SUPPLIED MATERIAL:
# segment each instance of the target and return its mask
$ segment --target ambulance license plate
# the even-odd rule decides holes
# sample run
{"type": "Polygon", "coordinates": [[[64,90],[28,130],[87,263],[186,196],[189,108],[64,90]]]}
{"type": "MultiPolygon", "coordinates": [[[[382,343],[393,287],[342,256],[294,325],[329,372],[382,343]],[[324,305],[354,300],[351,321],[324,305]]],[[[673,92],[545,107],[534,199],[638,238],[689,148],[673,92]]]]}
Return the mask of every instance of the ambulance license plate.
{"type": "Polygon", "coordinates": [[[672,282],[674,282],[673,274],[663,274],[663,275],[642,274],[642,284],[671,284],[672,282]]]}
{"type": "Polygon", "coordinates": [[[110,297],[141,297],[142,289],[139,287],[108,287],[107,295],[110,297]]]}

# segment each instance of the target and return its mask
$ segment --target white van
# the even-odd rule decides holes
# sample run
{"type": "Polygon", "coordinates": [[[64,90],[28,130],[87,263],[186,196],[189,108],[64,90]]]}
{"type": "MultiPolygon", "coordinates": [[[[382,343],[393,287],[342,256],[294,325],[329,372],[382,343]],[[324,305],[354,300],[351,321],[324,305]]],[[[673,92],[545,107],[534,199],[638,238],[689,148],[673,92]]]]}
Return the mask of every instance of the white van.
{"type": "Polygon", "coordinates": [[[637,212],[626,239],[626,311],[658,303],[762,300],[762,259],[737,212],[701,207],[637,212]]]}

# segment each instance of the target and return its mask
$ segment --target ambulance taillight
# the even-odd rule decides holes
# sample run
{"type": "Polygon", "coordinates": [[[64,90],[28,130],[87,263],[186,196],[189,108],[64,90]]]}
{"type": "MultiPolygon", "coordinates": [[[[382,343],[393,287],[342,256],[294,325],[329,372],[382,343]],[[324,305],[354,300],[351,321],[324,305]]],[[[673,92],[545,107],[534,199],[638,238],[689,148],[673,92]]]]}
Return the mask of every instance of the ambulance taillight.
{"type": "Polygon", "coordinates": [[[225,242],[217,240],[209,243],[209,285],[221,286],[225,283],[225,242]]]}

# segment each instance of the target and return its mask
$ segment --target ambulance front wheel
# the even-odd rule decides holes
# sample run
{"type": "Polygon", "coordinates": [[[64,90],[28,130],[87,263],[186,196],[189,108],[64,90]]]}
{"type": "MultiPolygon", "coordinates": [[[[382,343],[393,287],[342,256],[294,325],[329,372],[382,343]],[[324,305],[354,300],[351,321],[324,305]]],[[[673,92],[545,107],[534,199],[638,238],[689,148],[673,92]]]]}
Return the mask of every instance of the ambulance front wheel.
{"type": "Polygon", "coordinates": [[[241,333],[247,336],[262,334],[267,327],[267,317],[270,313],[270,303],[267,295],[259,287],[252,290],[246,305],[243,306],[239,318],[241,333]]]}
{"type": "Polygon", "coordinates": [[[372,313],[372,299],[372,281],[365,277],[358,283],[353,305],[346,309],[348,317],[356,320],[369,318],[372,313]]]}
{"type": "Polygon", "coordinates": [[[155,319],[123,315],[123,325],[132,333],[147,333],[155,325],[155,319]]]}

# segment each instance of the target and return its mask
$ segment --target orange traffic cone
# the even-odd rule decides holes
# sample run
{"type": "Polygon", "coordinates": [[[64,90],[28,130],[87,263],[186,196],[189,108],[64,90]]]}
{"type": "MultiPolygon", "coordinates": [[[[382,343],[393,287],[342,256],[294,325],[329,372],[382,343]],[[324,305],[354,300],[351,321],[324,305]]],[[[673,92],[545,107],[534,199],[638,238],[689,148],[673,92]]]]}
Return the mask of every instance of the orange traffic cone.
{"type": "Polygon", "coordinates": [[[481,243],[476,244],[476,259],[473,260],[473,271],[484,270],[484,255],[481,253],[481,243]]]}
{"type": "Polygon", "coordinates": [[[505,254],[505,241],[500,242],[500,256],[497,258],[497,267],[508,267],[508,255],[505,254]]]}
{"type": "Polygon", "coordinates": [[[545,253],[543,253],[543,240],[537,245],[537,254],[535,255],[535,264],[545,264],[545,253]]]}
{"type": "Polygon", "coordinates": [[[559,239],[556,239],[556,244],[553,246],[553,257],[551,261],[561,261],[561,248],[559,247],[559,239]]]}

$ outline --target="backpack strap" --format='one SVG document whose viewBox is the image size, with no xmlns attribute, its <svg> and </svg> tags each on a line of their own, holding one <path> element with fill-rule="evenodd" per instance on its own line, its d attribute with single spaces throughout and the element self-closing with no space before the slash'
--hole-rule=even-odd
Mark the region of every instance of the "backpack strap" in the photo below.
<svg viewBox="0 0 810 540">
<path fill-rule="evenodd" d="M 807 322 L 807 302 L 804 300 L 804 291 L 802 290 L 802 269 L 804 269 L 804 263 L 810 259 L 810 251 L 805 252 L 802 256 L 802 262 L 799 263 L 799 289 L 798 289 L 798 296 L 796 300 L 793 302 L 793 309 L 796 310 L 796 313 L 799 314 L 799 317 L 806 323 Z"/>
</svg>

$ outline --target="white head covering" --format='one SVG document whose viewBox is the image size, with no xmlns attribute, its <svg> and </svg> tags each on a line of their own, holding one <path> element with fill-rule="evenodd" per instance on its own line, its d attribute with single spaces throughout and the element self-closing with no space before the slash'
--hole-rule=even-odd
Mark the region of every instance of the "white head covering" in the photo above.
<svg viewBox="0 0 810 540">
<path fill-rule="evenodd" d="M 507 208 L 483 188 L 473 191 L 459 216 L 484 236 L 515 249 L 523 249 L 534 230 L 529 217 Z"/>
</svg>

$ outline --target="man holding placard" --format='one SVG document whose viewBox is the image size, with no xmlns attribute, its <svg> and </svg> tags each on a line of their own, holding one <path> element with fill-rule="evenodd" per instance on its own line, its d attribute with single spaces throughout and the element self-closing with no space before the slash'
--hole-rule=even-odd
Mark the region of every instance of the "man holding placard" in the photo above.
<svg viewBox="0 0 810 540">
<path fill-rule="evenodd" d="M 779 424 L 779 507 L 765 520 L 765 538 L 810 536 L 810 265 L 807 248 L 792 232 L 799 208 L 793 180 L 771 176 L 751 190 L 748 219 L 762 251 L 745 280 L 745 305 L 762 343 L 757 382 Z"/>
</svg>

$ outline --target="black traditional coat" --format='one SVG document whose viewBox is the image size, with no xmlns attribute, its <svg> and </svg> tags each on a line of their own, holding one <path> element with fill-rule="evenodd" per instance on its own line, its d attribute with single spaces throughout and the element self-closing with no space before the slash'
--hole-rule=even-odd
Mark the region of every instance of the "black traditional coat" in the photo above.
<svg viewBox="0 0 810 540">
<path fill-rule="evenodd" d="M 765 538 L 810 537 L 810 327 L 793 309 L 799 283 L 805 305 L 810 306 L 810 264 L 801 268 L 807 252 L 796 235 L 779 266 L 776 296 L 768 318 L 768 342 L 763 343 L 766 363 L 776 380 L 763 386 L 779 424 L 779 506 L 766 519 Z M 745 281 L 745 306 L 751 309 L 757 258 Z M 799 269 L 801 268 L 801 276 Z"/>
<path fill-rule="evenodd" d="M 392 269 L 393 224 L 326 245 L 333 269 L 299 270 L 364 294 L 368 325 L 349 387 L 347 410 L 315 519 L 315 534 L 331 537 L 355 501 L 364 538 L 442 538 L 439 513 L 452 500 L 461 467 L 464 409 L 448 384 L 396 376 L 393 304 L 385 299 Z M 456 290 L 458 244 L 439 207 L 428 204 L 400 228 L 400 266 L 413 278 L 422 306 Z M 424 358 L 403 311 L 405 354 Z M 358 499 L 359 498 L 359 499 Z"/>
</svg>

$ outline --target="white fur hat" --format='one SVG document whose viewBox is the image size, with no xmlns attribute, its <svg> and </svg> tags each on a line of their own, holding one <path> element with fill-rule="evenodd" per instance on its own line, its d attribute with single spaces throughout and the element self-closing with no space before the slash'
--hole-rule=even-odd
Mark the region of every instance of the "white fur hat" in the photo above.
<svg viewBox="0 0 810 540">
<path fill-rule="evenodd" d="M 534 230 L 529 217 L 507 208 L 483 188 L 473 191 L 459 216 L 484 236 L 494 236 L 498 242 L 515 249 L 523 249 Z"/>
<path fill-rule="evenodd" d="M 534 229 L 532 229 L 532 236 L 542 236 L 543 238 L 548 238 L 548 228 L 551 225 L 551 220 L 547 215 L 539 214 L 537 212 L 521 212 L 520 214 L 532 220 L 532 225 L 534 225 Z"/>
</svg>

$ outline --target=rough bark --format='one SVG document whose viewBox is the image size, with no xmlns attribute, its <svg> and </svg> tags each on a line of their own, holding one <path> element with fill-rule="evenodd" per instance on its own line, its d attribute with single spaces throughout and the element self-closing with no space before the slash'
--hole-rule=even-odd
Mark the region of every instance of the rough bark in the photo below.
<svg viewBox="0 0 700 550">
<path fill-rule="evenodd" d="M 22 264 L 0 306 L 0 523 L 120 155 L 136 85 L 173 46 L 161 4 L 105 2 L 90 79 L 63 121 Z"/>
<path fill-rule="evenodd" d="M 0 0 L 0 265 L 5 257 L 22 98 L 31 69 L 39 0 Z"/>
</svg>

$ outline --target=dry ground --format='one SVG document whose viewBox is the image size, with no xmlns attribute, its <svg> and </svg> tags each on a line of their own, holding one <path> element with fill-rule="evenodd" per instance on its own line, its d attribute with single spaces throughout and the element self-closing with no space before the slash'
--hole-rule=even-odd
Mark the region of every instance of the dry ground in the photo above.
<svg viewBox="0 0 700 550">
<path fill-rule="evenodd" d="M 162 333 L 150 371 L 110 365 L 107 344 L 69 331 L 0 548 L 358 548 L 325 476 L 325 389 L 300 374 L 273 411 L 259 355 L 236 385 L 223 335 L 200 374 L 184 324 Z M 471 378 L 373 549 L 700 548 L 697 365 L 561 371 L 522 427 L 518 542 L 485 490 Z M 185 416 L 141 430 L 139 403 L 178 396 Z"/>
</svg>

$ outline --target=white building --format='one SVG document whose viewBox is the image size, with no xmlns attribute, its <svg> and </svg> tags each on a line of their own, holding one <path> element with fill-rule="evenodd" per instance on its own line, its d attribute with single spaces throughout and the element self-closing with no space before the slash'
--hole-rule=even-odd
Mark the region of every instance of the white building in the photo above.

TASK GOAL:
Note every line in the material with "building" and copy it.

OUTPUT BELOW:
$ outline --target=white building --format='one SVG document whose viewBox is the image size, with no xmlns attribute, its <svg> and </svg> tags each on a line of their own, holding one <path> element with fill-rule="evenodd" per instance on its own line, its d attribute with single spaces throughout and the element self-closing with no space before the slash'
Mark the region of every instance of the white building in the photo above.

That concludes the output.